WHAT YOU ARE ASKED TO DO: All entries should be output exactly as they stand.

RECORD LIST:
....

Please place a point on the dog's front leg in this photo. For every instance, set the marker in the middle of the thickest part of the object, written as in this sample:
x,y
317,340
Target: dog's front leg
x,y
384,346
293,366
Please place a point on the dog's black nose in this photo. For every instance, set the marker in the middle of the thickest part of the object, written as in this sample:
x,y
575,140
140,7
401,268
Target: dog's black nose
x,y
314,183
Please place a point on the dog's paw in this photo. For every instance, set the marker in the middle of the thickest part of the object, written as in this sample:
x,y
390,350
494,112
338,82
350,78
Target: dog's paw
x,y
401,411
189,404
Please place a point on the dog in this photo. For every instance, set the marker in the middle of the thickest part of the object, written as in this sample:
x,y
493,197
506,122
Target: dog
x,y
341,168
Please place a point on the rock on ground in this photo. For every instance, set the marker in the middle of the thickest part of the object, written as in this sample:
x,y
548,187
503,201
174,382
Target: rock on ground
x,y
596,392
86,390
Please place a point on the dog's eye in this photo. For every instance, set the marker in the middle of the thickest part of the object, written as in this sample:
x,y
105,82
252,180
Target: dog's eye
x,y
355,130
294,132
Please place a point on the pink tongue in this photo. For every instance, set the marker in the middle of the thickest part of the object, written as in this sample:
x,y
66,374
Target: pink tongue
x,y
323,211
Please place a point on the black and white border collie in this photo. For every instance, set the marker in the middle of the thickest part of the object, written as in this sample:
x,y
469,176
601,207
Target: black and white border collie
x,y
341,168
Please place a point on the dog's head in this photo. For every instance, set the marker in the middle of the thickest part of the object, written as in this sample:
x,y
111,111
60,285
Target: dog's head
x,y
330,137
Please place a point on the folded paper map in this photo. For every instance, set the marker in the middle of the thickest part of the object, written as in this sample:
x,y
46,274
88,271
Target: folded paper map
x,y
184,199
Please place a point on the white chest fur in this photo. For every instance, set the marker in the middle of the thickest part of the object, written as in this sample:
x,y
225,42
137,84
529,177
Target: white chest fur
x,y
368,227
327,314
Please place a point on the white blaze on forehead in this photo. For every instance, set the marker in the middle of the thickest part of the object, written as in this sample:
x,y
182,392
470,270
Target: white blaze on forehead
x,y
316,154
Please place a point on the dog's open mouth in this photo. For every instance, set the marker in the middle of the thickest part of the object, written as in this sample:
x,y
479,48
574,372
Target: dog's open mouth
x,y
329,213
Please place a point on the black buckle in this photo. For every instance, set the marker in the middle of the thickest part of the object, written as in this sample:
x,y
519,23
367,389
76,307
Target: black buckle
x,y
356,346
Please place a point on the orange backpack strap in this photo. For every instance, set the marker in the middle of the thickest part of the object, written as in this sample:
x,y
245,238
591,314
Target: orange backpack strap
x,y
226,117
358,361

....

RESPONSE TO THE TASK:
Please place a point on the dog's front leg in this photo. For every instance, set the marker in the middle of the thickest part of the object, written as in this sample:
x,y
317,340
Target: dog's front leg
x,y
384,346
293,366
Please place a point on the dog's black nose in this photo. For every instance, set the marker in the middle of the thickest part of the object, written as in this sample:
x,y
575,140
140,7
401,268
Target: dog's black nose
x,y
314,183
Please place a point on the dog's paw in this photo. For every instance, set the marker in the middle of the thickest part of the object, written as in this sample:
x,y
390,350
494,112
338,82
350,78
Target: dog's paw
x,y
401,411
189,404
Please place a point on the dog in this photo. For every instance, set the marker in the middle of the thickest part of the object, written as in this sample:
x,y
493,197
506,122
Target: dog
x,y
341,168
Please place a point on the rock on ground in this photo. For every instance, set the marker in the middle of the thickest part of the object, written as in this sample:
x,y
548,187
503,201
174,382
Target: rock on ground
x,y
596,392
86,390
Please place a point on the dog's eye in this photo. For every instance, set the marker in the middle of the thickest part of the object, written as in this sample:
x,y
105,82
252,180
Target: dog's eye
x,y
355,130
294,132
Please place a point on the pink tongue in this photo. For every instance, set the marker in the middle of the thickest part of the object, written as in this sample:
x,y
66,374
Target: pink tongue
x,y
323,211
Please place a point on the black and white border collie in this photo. For every instance, set the marker in the middle of the thickest part of the object, written as in this sample:
x,y
469,176
601,207
Target: black and white border collie
x,y
341,168
Please place a point on the dog's head in this photo. For every instance, set the marker in the middle of the thickest part of the object, written as in this sample:
x,y
111,111
60,285
Target: dog's head
x,y
330,137
Please place a point on the folded paper map in this photo. For every instance, set the marker in the middle of the thickest part of the object, written as in this sample:
x,y
46,274
88,271
Target: folded paper map
x,y
184,199
Please place a point on the white chest fur in this photo. For every instance, set the marker in the middle of the thickest part of the object, written as in this sample:
x,y
225,42
137,84
529,177
Target: white chest fur
x,y
368,227
327,314
Please place a point on the white blaze on forehead in this photo. For every instance, set the marker in the middle of the thickest part of the object, written as in this sample:
x,y
182,392
470,270
Target: white blaze on forehead
x,y
316,154
Please place a point on the dog's open mouth in this photo. For every instance, set the marker in the middle of the thickest part of the object, written as in this sample:
x,y
479,48
574,372
Target: dog's open mouth
x,y
329,213
Please place a point on the black buckle in this photo. For every instance, set the marker in the middle of the thickest part of the object, written as in this sample:
x,y
519,23
367,389
76,307
Target: black buckle
x,y
356,346
Please place a point on the orange backpack strap in this photo. For every instance, set the marker in the middle of the thickest part of the object, written as in this sample:
x,y
245,238
591,314
Target: orange backpack strap
x,y
226,117
358,361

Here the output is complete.